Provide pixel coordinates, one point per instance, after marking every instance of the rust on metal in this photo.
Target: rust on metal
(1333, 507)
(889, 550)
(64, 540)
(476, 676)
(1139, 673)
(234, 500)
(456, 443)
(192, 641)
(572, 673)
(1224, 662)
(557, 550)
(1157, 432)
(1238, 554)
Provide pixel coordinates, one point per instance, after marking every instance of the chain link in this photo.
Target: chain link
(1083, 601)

* * *

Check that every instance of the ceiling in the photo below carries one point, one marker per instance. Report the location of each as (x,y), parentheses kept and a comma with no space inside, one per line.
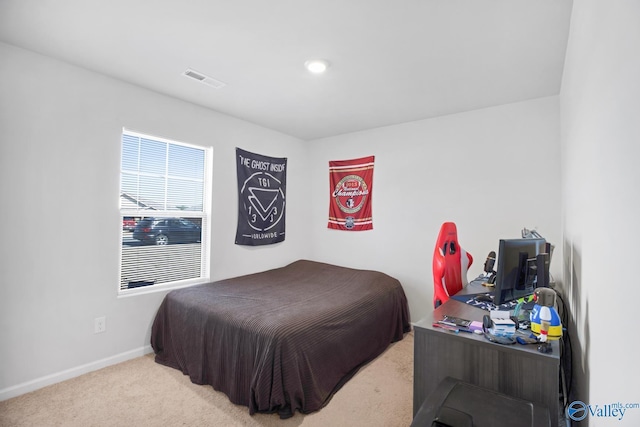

▶ WHAT IS NEEDED: Which lines of the data contain the string "photo"? Copy each one.

▶ EXERCISE ANSWER:
Provide pixel coordinates, one point per instance, after marking every instance of the rust on metal in this photo.
Provide pixel coordinates, one point per instance, after marking every instance of the chain link in this photo.
Check that every instance of the ceiling in the photo below carries one point, one marker per instance. Report the location of each as (x,y), parentheses kept and a comma with no space inside, one per line.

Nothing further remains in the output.